__Complete the following__.
A. Name the areas that the article on UX checklists says a team's UX checks will typically cover.
B. From the article on UX checklists, quote the part that opens with the words containing "What is a UX" and closes with "shouldn’t get released.".
C. Write what comes next in the article on UX checklists, picking up after its final sentence.

__Passage given__.
○ ○ ○ ○ ○

How to maintain quality with a UX checklist
12 minutes read
If you were to buy a car tomorrow, which makes would you consider? Assuming that you had a sensible budget (no supercars I’m afraid) would you consider a Ford, a BMW, a Tesla, a GM, an Audi, a Jaguar, a Toyota perhaps? Of the countless makes that you could choose, there is a pretty good change that your shortlist would include some from one of two countries. Two countries that have come to dominate the global car industry: Germany and Japan.
Makes such as BMW, Mercedes-Benz, Volkswagen, Audi, Honda, Toyota, Mazda and Nissan produce cars that are popular around the world. What has enabled these manufacturers to march ahead of their French, Italian, American, British and Korean rivals? Why have their cars been chosen by so many drivers? Part of the answer lies in a shared national obsession that has given manufacturers from these two countries an advantage. Something that is deeply steeped in German and Japanese culture: An obsession with quality.
You see it’s no good having a great looking car that’s brilliant to drive if it’s poorly designed, poorly put together and likely to regularly leave you stranded on the side of the road waiting for a tow truck.
A product that doesn’t meet the quality expectations of its customers isn’t going to be a success. This isn’t just true of physical products like cars, but digital ones as well. A poor-quality app will soon be uninstalled. A poor-quality website will soon go unused. So how can you maintain the right level of quality, without significantly slowing things down, or significantly increasing costs? Well firstly you should be judging your design and research efforts to ensure that you’re putting in the right level of effort required to win. Secondly you should be using a UX checklist to ensure that every release that goes out of the virtual factory doors meets your agreed UX standards. Read on to find out what a UX checklist is, how to create one and how to use it to help maintain the right level of quality.
What is a UX checklist?
In the same way that a car manufacturer will have a set of quality checks that every car being made must pass, a development team can have an agreed set of UX checks that every release will be checked against. These will typically cover areas such as usability, visual design, content, accessibility and the user experience on a mobile. Along with meeting any functional acceptance criteria, such as user stories, releases should also meet the UX checklist. Those that don’t meet all the necessary UX requirements shouldn’t get released.
A UX checklist such as the example in this article helps a team to maintain a desired level of quality. Firstly, by prompting the team to agree what that level of quality should be, and then secondly by collectively holding themselves accountable to it. Usually there are criteria that must be met, such as key branding and accessibility considerations and criteria that should be met, such as following agreed design principles.
Creating a UX checklist
A UX checklist should be agreed, not imposed. A good starting point is to consider what the minimum UX requirements are for a release, and to build from there. Too many teams make the mistake of creating a long list of requirements which will never all be met and invariably create a significant bottleneck for releases.
A team workshop is a good starting point for creating a UX checklist. The following structure works well.
- Prior to the workshop gather examples of UX checklists (there are links to some at the end of this article) and ask for suggestions from the team.
- Capture potential UX requirements for the checklist.
- Group UX requirements into areas, such as usability, visual design and accessibility, and remove any duplicates.
- Vote on UX requirements that ‘must’ be followed.

○ ○ ○ ○ ○

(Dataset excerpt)
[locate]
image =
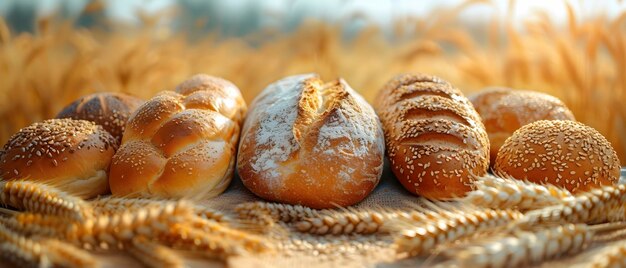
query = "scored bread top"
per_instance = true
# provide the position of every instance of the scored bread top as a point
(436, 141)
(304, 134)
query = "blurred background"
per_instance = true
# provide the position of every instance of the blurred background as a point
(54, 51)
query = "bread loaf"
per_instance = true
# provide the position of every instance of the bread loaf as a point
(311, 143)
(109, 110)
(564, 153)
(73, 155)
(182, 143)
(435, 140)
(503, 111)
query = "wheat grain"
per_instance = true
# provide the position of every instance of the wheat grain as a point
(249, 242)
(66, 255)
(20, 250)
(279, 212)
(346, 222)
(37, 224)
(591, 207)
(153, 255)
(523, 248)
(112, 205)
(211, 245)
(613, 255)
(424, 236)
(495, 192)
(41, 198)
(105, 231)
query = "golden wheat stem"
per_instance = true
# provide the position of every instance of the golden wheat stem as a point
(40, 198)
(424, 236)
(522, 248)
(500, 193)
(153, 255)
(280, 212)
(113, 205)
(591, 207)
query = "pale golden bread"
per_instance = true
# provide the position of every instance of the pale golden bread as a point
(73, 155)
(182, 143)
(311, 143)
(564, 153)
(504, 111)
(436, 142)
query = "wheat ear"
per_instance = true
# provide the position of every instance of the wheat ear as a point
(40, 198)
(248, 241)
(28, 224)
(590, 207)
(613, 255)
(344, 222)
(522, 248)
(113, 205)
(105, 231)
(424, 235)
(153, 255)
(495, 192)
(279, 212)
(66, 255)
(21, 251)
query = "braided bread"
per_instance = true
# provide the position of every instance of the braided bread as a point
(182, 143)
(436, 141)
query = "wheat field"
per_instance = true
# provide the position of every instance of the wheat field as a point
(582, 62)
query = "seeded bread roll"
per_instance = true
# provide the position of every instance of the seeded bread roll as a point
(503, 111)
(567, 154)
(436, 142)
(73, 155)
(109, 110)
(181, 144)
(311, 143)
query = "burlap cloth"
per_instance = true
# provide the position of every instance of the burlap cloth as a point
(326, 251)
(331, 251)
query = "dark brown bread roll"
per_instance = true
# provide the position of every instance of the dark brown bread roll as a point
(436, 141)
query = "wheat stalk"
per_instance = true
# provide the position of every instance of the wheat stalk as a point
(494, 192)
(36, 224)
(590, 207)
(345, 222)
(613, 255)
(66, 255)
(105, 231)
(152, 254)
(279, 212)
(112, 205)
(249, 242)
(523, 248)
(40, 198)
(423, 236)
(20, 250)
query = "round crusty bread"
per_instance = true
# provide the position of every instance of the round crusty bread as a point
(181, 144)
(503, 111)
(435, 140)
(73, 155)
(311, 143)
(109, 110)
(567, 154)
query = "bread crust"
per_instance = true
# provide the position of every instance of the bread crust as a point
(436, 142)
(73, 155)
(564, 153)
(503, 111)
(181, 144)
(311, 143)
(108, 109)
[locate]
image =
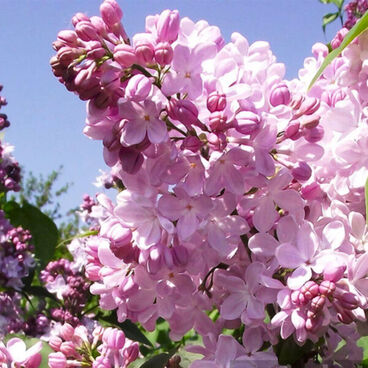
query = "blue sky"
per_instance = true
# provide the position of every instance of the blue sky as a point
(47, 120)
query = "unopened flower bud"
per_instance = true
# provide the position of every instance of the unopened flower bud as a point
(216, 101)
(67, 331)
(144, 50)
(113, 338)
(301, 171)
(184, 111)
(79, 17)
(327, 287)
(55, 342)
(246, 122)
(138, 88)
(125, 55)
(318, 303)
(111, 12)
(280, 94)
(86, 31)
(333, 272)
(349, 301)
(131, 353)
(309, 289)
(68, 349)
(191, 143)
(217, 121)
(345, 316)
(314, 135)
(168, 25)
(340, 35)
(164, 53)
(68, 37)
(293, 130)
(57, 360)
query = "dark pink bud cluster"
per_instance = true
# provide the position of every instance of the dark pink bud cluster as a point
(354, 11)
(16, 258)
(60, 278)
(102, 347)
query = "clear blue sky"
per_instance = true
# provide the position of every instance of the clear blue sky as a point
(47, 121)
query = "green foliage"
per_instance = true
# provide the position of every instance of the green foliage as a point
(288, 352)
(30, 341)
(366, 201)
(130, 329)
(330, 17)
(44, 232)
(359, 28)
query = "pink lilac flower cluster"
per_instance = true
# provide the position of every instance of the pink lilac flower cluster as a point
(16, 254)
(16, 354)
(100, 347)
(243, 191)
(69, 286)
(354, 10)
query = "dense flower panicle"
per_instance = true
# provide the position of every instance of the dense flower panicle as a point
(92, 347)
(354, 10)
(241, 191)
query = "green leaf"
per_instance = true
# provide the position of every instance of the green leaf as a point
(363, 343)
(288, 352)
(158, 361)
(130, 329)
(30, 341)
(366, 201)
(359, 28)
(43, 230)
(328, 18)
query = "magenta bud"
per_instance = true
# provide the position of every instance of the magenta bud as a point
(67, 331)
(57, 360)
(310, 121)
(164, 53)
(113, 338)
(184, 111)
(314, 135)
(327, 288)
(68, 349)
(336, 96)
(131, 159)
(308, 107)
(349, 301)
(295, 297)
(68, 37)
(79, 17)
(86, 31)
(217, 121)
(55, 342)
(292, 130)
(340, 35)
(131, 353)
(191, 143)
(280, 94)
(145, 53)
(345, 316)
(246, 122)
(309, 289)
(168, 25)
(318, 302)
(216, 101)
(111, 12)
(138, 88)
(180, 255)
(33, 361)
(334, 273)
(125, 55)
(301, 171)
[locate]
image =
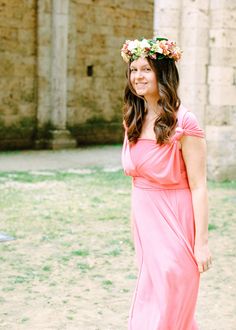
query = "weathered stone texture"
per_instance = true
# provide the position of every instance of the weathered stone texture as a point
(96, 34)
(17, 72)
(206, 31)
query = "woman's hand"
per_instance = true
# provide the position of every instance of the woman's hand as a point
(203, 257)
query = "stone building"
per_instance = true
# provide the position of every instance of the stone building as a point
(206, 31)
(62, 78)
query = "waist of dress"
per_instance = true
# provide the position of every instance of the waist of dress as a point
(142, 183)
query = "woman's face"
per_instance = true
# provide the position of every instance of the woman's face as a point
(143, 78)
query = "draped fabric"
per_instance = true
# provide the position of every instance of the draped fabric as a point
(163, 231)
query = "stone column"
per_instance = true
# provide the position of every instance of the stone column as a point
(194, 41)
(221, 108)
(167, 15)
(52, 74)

○ ○ ○ ○ ○

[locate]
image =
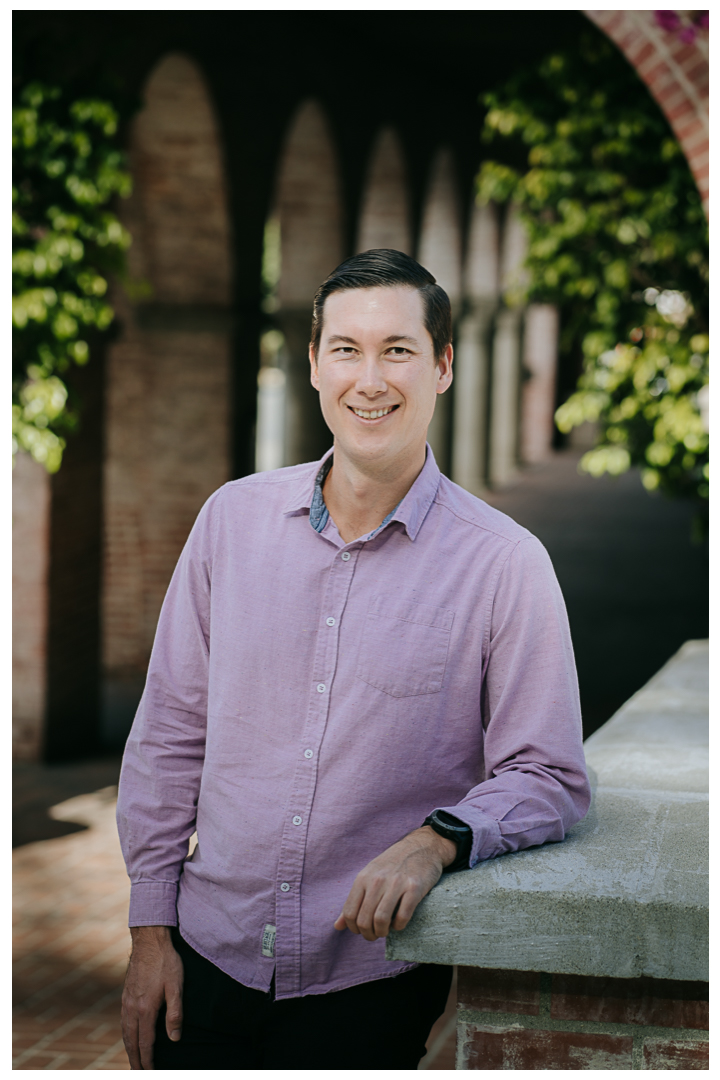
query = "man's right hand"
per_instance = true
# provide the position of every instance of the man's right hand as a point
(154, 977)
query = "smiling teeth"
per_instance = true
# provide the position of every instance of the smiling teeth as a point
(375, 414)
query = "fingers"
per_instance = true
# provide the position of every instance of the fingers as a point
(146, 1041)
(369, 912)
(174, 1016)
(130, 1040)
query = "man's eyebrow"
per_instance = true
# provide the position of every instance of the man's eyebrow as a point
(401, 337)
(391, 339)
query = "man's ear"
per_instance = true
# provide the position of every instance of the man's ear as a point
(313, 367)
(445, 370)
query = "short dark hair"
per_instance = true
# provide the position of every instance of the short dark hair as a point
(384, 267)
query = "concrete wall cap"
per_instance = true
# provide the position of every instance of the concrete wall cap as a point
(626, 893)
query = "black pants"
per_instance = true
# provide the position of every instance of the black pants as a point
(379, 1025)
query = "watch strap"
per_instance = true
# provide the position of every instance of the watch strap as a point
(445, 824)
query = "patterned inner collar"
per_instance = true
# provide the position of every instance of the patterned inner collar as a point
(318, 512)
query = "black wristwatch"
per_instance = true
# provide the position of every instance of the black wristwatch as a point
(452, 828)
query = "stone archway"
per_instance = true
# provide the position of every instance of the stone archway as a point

○ ○ ○ ○ ○

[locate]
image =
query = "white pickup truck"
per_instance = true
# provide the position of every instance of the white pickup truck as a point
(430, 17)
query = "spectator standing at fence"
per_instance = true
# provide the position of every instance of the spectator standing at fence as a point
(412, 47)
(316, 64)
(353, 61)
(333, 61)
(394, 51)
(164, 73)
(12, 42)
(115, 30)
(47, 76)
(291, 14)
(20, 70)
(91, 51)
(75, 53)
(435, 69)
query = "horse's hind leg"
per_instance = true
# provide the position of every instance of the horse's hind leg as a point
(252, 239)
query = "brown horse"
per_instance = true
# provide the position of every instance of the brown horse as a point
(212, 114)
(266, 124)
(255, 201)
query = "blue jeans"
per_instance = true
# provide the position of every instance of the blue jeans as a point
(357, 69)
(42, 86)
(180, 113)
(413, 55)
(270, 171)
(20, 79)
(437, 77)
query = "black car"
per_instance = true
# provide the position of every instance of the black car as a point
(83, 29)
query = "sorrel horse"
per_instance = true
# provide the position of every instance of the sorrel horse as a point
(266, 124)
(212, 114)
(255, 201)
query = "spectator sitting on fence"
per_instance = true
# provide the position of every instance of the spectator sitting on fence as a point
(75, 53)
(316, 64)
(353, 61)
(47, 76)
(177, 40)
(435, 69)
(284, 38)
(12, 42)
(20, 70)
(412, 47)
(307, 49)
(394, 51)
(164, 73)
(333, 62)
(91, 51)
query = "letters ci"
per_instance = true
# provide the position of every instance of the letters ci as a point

○ ○ ○ ○ ○

__Expected answers__.
A.
- Usability
- Visual design
- Content
- Accessibility
- The user experience on a mobile

B.
What is a UX checklist?
In the same way that a car manufacturer will have a set of quality checks that every car being made must pass, a development team can have an agreed set of UX checks that every release will be checked against. These will typically cover areas such as usability, visual design, content, accessibility and the user experience on a mobile. Along with meeting any functional acceptance criteria, such as user stories, releases should also meet the UX checklist. Those that don’t meet all the necessary UX requirements shouldn’t get released.

C.
- Vote on UX requirements that ‘should’ be followed.
Once an initial version has been agreed the checklist should be regularly reviewed and amended if necessary.
Using a UX checklist
A UX checklist list shouldn’t only be checked just before a release. Not only does this leave insufficient time to address any concerns, but it’s not helping to bake the sweet taste of quality throughout the development and design process. A UX checklist should be used to help review early designs, to review work whilst it’s in development and of course to help answer that all important question: Is the team happy to go ahead with a release?
An exploratory UX testing session can be a great way to review work in development against the UX checklist list. Take a look at my How to run an exploratory UX testing session for more on how to do this.
Example UX checklist
There are links to example UX checklists, such as design quality heuristics used by Dropbox at the end of the article. I’ve outlined an example UX checklist that I’ve previously used as a starting point with teams. The team will decide whether items are ‘must’ or ‘should’ and if there are any additional UX requirements missing. The checklist covers:
It’s important that the UI is usable. Focus on usability in the context of the user’s key tasks and jobs-to-be-done. Some important usability questions to consider:
Is it clear how to complete key tasks?
Will users know how to complete key tasks? Is it clear what to do, and how to do it?
Is the UI clean and well-structured?
The UI should not be cluttered or overloaded with too many controls and information. The structure of the UI should be easy to understand.
Is the UI consistent?
UI components, design patterns and styling should be consistent so that the UX feels harmonious.
Are well known UI standards and patterns used?
The UI should use standards and patterns that users will be familiar with wherever possible.
Are important features and information available?
Important features and information shouldn’t be hidden or missing. Users shouldn’t have to memorise a lot of information in their head.
Are desired user workflows supported?
Workflows should be consistent with what users would expect. It should be clear where a user is within a workflow and what the next steps will be.
Is the system structure and mental model to use clear?
The structure of the app or website should be clear and easy to understand. The mental model for users to utilise should be clear (see How to build intuitive products by utilising mental models).
Is the navigation intuitive and consistent?
Navigation should be intuitive, consistent and utilise well-known UI standards and patterns.
Is prompt and appropriate feedback provided?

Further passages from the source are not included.